>> begin Supplied entries

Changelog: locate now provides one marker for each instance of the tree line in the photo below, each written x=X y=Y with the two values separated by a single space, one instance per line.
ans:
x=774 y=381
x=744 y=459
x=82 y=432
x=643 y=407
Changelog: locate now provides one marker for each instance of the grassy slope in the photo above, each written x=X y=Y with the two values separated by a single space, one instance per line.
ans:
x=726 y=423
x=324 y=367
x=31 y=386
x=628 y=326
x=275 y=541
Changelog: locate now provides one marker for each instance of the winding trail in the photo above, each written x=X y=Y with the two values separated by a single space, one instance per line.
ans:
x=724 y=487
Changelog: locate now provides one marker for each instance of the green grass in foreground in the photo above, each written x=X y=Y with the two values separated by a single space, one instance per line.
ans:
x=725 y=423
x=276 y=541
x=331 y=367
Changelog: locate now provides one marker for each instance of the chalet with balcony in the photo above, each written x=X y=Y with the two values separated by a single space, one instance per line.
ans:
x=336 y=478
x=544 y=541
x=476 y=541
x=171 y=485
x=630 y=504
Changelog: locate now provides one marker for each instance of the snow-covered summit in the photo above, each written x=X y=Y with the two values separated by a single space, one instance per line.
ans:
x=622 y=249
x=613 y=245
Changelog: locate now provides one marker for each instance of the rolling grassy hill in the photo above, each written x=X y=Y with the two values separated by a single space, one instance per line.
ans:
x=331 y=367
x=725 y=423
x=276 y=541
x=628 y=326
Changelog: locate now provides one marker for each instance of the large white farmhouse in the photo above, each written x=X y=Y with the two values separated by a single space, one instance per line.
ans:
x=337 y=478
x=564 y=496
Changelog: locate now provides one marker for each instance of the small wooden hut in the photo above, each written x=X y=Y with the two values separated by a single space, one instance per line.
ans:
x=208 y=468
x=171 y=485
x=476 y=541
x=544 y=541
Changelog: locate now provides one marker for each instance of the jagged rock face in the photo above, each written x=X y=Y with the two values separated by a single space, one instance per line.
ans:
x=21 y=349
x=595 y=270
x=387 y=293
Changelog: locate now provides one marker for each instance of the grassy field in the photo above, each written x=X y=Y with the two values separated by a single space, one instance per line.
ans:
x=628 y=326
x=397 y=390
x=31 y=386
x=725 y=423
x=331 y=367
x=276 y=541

>> end Supplied entries

# What to work on
Reproduce the entire listing above line for line, changing nothing.

# Solution to this problem
Changelog: locate now provides one marker for each instance of the tree line in the photo below, each written x=X y=Y with the two values separated by a single space, one instance per line.
ans:
x=774 y=381
x=744 y=459
x=82 y=432
x=643 y=407
Changelog: locate now provides one marker for each instance of the grassy slope in the photo above, each written x=X y=Y with the two values separated by a single space, one instance per line.
ans:
x=726 y=423
x=324 y=367
x=31 y=386
x=628 y=326
x=275 y=541
Changelog: locate now provides one marker for each instance of the winding trail in the photo above, each written x=X y=Y with the two values separated by a single space, one instance per line.
ans:
x=724 y=487
Changelog: locate now provides one marker for each instance of the green grass in foreground in the photo above, each written x=X y=Y with the two values separated by a single space, one instance per line.
ans:
x=725 y=423
x=276 y=541
x=331 y=367
Changelog: locate now provides one marker for each instance of the chalet with balcony in the photo above, each written x=X y=Y with the two values separated by a single space, one instance per line.
ans:
x=336 y=478
x=544 y=541
x=476 y=541
x=171 y=485
x=630 y=504
Changelog: locate now provides one marker for each instance of the snow-covered summit in the photo above, each written x=X y=Y with the two values separated by a single space, one instance per line.
ans:
x=622 y=249
x=613 y=245
Changelog: locate now provides one marker for each instance of the rolling grassy hill in the photo above, each written x=X y=Y with the two values separated by a single space, one instance per line.
ans:
x=331 y=367
x=725 y=423
x=276 y=541
x=628 y=326
Changelog: locate now provides one marker for each instance of the large white farmhouse in the photo above, each written x=X y=Y with the two values separated by a single space, one instance per line.
ans:
x=337 y=478
x=564 y=496
Changelog: locate now provides one marker for each instance of the small wooden hut in the photo above, each written x=X y=Y with the two values separated by a single space, one instance per line.
ans:
x=208 y=468
x=171 y=485
x=476 y=541
x=544 y=541
Changelog: locate now provides one marker for each instance of the jagged rock face in the photo above, each written x=X y=Y with the two values separated by a single space, one instance per line.
ans:
x=21 y=349
x=595 y=270
x=387 y=293
Changelog: locate now provides one marker for each instance of the grassy field in the photo above, each written x=X y=Y with the two values separated by a single space, one instance per line.
ans:
x=628 y=326
x=397 y=390
x=31 y=386
x=725 y=423
x=331 y=367
x=276 y=541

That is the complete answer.